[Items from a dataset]
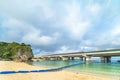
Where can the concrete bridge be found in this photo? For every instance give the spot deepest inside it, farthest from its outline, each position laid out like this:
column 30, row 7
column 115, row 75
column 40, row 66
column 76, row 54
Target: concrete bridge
column 105, row 55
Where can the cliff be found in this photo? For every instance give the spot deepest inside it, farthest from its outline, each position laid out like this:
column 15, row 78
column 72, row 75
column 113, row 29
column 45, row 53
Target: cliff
column 15, row 51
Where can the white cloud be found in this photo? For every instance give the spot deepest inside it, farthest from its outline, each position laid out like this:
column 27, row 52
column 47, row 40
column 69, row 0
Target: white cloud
column 94, row 9
column 74, row 21
column 35, row 38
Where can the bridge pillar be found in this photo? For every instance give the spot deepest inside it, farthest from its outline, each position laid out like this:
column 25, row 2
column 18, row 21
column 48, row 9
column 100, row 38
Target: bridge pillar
column 58, row 58
column 88, row 59
column 72, row 58
column 65, row 58
column 106, row 59
column 52, row 58
column 81, row 58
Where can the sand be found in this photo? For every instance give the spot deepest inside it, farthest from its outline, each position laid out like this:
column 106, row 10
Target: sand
column 58, row 75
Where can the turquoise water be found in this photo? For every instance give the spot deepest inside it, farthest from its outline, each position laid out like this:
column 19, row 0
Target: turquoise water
column 107, row 69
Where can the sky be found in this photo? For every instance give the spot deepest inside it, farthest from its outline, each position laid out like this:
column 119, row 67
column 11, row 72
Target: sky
column 61, row 26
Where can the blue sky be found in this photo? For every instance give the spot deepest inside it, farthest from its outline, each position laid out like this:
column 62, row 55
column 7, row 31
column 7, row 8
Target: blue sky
column 56, row 26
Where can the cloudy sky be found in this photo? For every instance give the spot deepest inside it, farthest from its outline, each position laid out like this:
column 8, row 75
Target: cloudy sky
column 56, row 26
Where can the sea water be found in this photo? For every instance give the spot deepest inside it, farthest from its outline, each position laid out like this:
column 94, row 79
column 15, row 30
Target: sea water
column 111, row 69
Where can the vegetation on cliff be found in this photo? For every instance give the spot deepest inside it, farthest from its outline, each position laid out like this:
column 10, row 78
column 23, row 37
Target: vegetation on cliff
column 15, row 51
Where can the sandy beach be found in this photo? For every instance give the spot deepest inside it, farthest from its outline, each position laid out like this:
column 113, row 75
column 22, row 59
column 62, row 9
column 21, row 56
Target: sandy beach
column 58, row 75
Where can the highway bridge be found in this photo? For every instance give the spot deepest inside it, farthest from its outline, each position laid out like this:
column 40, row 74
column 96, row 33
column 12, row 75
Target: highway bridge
column 105, row 55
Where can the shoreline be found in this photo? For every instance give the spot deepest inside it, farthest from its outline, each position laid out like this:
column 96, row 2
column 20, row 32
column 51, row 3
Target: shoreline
column 58, row 75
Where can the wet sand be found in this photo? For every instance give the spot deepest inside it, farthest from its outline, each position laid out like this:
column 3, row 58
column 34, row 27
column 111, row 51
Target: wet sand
column 58, row 75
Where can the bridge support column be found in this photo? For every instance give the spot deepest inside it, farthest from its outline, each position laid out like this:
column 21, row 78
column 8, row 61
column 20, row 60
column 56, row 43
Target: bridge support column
column 65, row 58
column 52, row 58
column 72, row 58
column 58, row 58
column 106, row 59
column 81, row 58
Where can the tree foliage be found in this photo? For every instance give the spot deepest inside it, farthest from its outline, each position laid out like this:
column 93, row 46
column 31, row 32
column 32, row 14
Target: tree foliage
column 9, row 50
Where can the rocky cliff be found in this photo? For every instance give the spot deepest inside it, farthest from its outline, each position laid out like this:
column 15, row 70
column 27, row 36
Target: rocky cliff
column 15, row 51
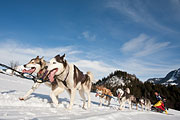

- TASK DESCRIPTION
Each line in the records above should be reproduced exactly; images are not copied.

- SOLUTION
Where can the concrete bridge be found in this photo? For every instance give the spot deepest inside it, farthest from its outline, each position laid out like this:
column 30, row 7
column 115, row 75
column 40, row 66
column 76, row 54
Target: concrete bridge
column 105, row 55
Where can the cliff be found in this photo? For every instance give the spot deepest inside it, farthest from its outline, each position laid out like this:
column 15, row 78
column 72, row 75
column 113, row 29
column 45, row 53
Target: cliff
column 15, row 51
Where can the white cloud be found in this photo? For every instance give the spot deepest inside it, farthest from its outline, each position laid out like this:
column 27, row 52
column 47, row 40
column 69, row 0
Target: white cloud
column 94, row 9
column 74, row 21
column 35, row 38
Where can the bridge pillar be found in this photo? For every instance give the spot deepest inside it, farthest from its outline, each position laid out like this:
column 25, row 2
column 18, row 21
column 48, row 9
column 100, row 38
Target: bridge pillar
column 58, row 58
column 88, row 59
column 72, row 58
column 65, row 58
column 106, row 59
column 52, row 58
column 81, row 58
Where can the sand be found in this photo? For every instance give the spot deepest inside it, farthest from its outline, each position laid out like this:
column 106, row 10
Target: sand
column 58, row 75
Where can the turquoise water be found in this photo? For every instance give the spot deepest inside it, farthest from its outline, each position laid out like this:
column 19, row 0
Target: turquoise water
column 107, row 69
Where can the sky be found in this photo? For every instance give the spot deepest inside it, farthest from its outline, each position laid out like this:
column 119, row 67
column 11, row 72
Target: sky
column 61, row 26
Where can the blue sky be found in this photo? For every instance give the spot deepest inside it, farthest from its outline, each position laid out like this:
column 62, row 55
column 7, row 31
column 7, row 8
Target: blue sky
column 56, row 26
Where can the cloudy sky be found in this photo? For every instance give the spot deepest inside it, farthest from its outline, each position laid out like this:
column 8, row 75
Target: cloudy sky
column 56, row 26
Where can the sea water be found in this photo? For every instance give the spot deepest inside it, farthest from its outline, each position laid out like this:
column 94, row 79
column 15, row 30
Target: sea water
column 111, row 69
Where can the vegetation on cliff be found in this photo? For every instance give the spot deepest inside it, farthest from its outline, each position laid out like this:
column 10, row 78
column 23, row 37
Target: vegetation on cliff
column 15, row 51
Where can the sandy beach be found in this photo? For every instance give the spot deepest inside it, farthest from its outline, each position laid out like this:
column 113, row 75
column 22, row 59
column 62, row 9
column 21, row 56
Target: sandy beach
column 58, row 75
Where can the highway bridge be found in this photo? For every instance give the spot deepest inside it, farthest from its outline, each position laid out like this:
column 40, row 74
column 96, row 33
column 12, row 75
Target: highway bridge
column 105, row 55
Where can the shoreline be found in this photo? For every instance give the spot deepest inside it, farthest from its outline, each position laid out like this:
column 96, row 2
column 20, row 32
column 51, row 3
Target: shoreline
column 58, row 75
Where can the wet sand be found in this photo? For every instance give the spot deepest inside it, farthest from its outline, each position laid out like this:
column 3, row 58
column 34, row 27
column 111, row 51
Target: wet sand
column 58, row 75
Where can the bridge support column be found in this photo? For every instance give the spot deepest inside it, farthest from its outline, each position laid out like this:
column 21, row 78
column 8, row 61
column 20, row 60
column 56, row 43
Target: bridge support column
column 65, row 58
column 52, row 58
column 72, row 58
column 58, row 58
column 106, row 59
column 81, row 58
Where can the tree foliage be found in this photo? For every instance give the spot deepest inside it, farthest from its outline, each position laid out like this:
column 93, row 46
column 31, row 32
column 32, row 14
Target: tree foliage
column 9, row 50
Where can the rocky cliff be found in this photo? For every instance give the spot deepest inside it, farthest from its outline, each position laid out like this:
column 15, row 70
column 27, row 36
Target: rocky cliff
column 15, row 51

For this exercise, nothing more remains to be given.